Extracted records.
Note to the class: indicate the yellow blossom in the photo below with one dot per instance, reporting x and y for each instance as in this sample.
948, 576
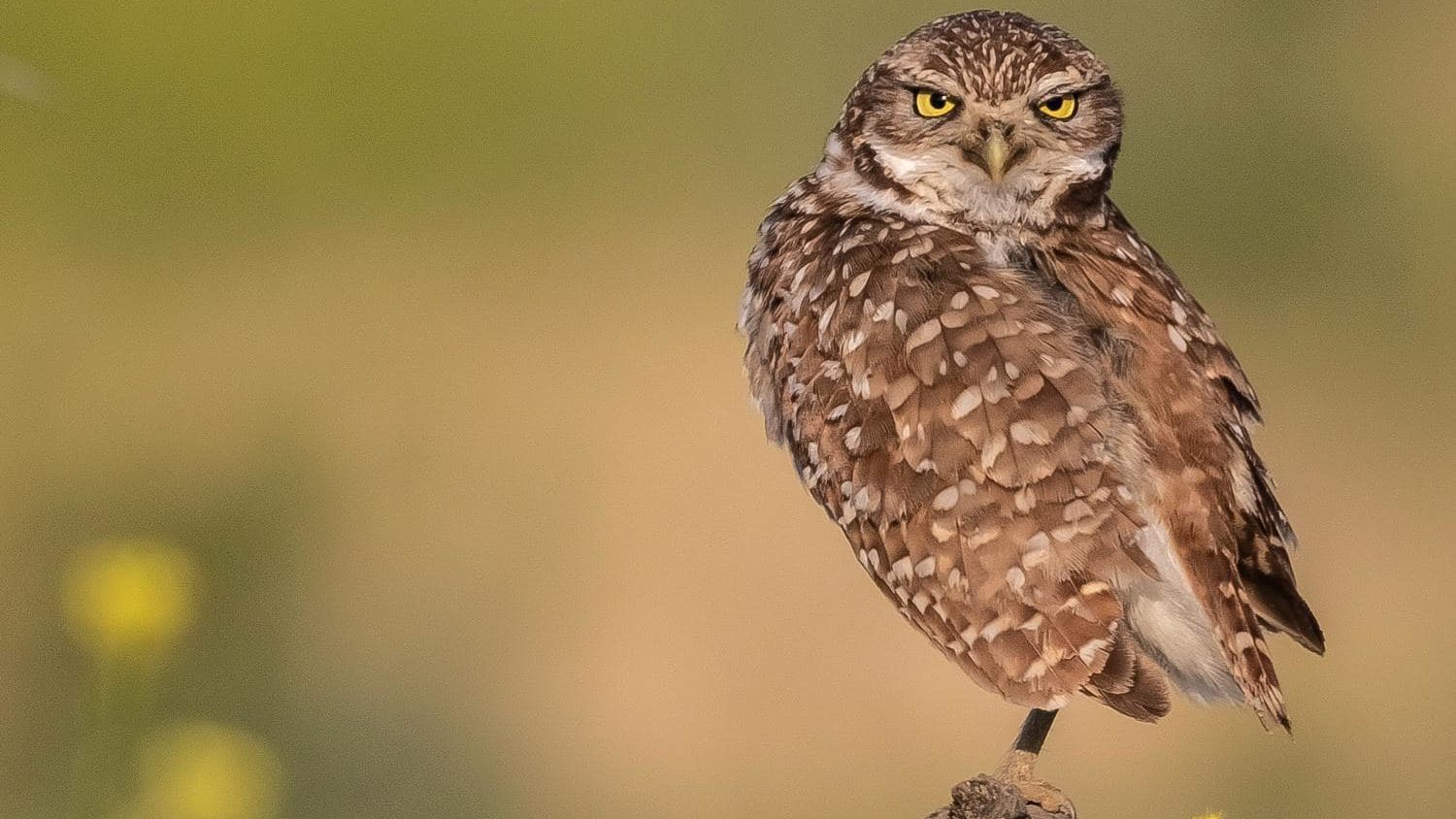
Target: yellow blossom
209, 771
131, 595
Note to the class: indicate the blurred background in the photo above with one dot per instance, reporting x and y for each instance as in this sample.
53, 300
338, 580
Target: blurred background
375, 441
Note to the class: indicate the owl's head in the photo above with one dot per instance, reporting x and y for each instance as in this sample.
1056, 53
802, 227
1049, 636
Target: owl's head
987, 118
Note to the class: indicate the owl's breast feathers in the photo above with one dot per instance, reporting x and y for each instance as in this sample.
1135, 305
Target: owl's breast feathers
995, 437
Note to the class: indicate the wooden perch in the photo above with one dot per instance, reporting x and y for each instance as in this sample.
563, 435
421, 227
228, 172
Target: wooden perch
986, 798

To do.
This exercise calls for a verbatim output of the entries, pictures omitted.

Expected answer.
Note to the class: indicate the yellow blossom in the photo below with one dot per instance, reporting x and y for each instance as in this sample.
948, 576
Target: yellow blossom
209, 771
131, 595
Note to the class: indicate the blurred background in the photo above with one dot per instance, reporting x and y for each instance as in this sample.
53, 300
338, 580
Target: blurred background
375, 441
Note to the class: indicate the owl's head in the photo above with one dot per instance, reporting x and y for each instance as in this sample.
1056, 53
802, 227
1049, 636
Target: owl's head
987, 118
Note to the class: indicate the owl's breast feathers in the photo above with one dot per instance, reporting x and y for each instance as in this sample.
1135, 305
Target: owl's breast feathers
995, 437
Note to the class: indicate the wooden perch in the photo above with one dot per instance, reporting x and y for each instance as in this sample.
563, 435
421, 227
228, 172
Target: wooden perch
986, 798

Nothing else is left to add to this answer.